→ Task instructions
Print every entry, word for word, and skip the images.

(Photo-based referring expression data)
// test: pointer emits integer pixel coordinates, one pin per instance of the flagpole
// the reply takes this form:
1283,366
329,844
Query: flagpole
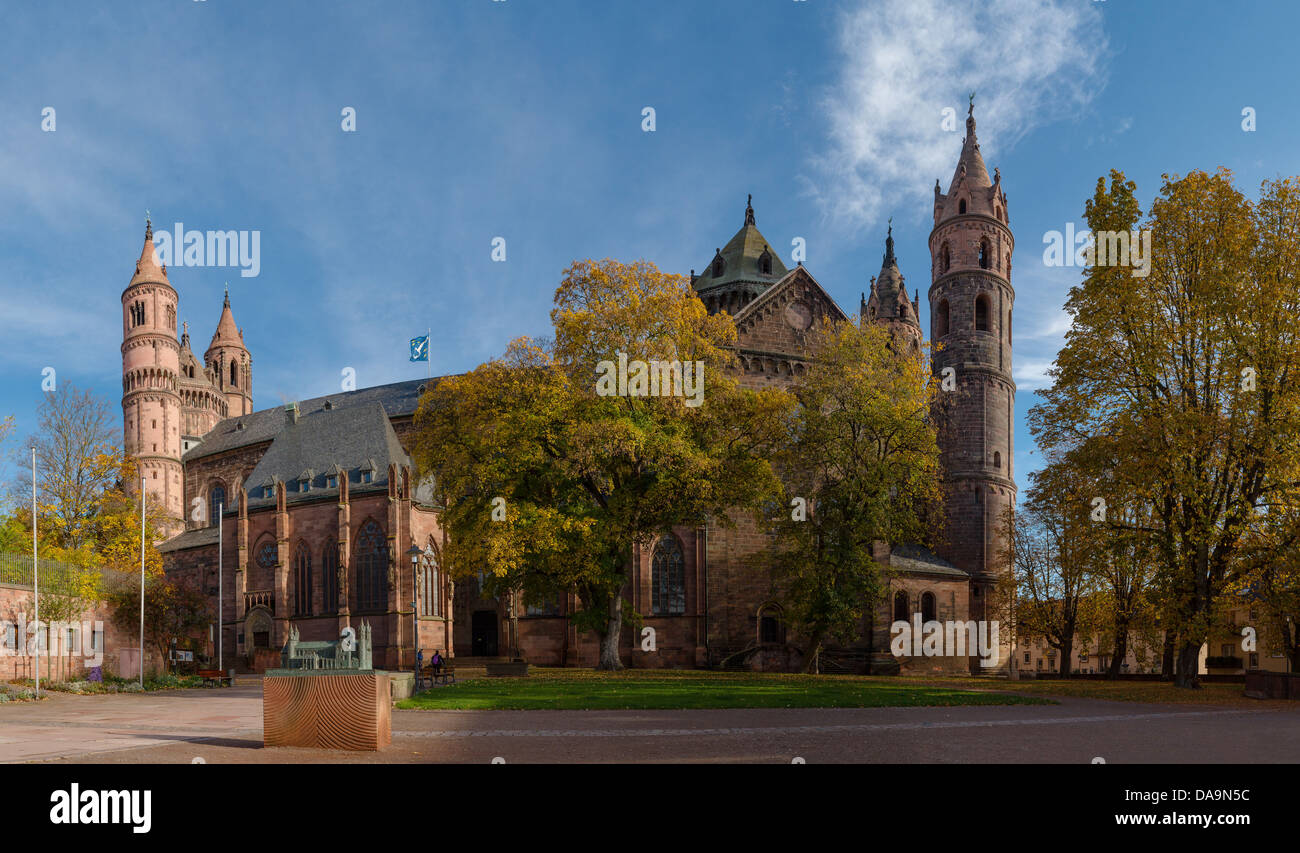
35,566
142,577
220,572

→ Exercise result
// test: pointer emits integer pixel coordinates, one pin per instance of the flagpole
// the reply takes this form:
1283,366
329,844
Query: flagpole
35,566
142,577
220,572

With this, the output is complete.